→ Required action:
Print every record exactly, with nothing added or left out.

[Region pointing data]
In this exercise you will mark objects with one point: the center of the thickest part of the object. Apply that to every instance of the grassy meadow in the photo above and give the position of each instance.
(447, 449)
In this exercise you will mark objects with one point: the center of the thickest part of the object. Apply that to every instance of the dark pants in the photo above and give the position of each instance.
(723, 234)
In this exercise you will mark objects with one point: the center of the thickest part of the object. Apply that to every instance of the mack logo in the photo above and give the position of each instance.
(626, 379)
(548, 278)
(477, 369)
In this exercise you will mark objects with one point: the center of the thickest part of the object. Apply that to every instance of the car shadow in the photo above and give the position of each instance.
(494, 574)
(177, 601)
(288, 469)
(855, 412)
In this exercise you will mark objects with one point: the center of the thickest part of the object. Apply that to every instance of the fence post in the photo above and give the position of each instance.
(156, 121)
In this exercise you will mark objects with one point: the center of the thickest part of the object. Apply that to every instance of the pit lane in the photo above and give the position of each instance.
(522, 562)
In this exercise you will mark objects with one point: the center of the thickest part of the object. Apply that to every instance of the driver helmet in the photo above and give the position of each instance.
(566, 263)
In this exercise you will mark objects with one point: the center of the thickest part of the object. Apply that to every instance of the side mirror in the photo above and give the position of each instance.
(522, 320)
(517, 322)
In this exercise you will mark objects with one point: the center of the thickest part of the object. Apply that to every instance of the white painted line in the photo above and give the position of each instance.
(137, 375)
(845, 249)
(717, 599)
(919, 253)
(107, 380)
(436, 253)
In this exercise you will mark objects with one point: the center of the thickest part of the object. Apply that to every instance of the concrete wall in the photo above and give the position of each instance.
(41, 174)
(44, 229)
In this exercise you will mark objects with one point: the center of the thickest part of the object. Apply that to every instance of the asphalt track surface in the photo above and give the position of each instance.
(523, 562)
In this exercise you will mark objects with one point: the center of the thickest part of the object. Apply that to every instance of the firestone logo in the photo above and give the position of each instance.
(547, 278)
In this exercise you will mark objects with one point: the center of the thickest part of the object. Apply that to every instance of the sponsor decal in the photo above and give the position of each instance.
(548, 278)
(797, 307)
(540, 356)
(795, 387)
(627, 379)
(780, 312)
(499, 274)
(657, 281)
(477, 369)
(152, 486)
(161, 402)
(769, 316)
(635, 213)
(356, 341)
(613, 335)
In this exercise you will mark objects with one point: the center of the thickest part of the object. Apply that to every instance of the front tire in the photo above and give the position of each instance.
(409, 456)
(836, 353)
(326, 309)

→ Response area:
In this exercise you will mark objects with one point: the center of the thickest part of the object. Apply that to every instance of the grassy meadow in the photo above and give the position of each instance.
(447, 449)
In this exercise you will mark objects with one point: the center of the thickest part of the object. Apply that to every instance of the dark pants in the photo above and give the position of each instance.
(723, 234)
In this exercise you will mark objects with one point: the center of the thickest part of the object. Apply that to every instance of the mack logo in the photo above and give the position of each instance.
(626, 379)
(548, 278)
(477, 369)
In this exercise you will mark objects with one point: the center of the thickest part of the object. Apply that to every instance of the car shadow in the photo above and give the position of each instance.
(494, 574)
(177, 601)
(288, 469)
(855, 412)
In this exercise you will mark objects with one point: the center of the thickest part of the object. Apply that to every instance of the fence post in the photo above and give the position of each instance.
(156, 121)
In this exercise you will mark objects with one point: the center of the thickest part of the object. Apply that to every instance of the pit lane in the photo above and give the position of each instance.
(522, 562)
In this exercise you will mark objects with one point: the center of the thickest part of the object. Apply that to every instance of the driver helmet in the photo above and give the position of each instance.
(566, 263)
In this exercise you will mark objects with one point: the center of the thickest part of the object. Apply that to every instance of the side mirror in the photo above and give the position of each instance.
(522, 320)
(517, 322)
In this exercise you will mark objects with one point: the center of the thickest part of the object. Apply that to every instance of the white painted line in the photo above and give the position of each instance.
(137, 375)
(845, 249)
(717, 599)
(919, 253)
(107, 380)
(436, 253)
In this exercise you will mark objects with one point: the center of the thickest part of the object. Apply that to every instance of the concrete wall in the photo above and give the position of each instance.
(41, 174)
(44, 229)
In this exercise you will mark objects with one point: the center of the thickest part of the object. Apply that to every instance of the asphalt track surface in the photo above and give the position of each instance.
(523, 562)
In this exercise you will mark objects with one point: the center of the thickest part of the object. Apply that to every instance of the firestone logo in the photo above and give the position of each instance.
(547, 278)
In this exercise you will mark objects with one point: the center of the thickest part of the object. Apply that to every instance of the sponsor decal in the photo above and give the position of each instance.
(548, 278)
(797, 307)
(540, 356)
(795, 387)
(627, 379)
(780, 312)
(499, 274)
(657, 281)
(477, 369)
(152, 486)
(161, 402)
(769, 316)
(635, 213)
(356, 341)
(613, 335)
In this exercise you will mark objects with one point: the center of the thickest part of the object. Apply that to every instance of the front tire in the photo above and give the position of each instance.
(409, 456)
(836, 353)
(326, 309)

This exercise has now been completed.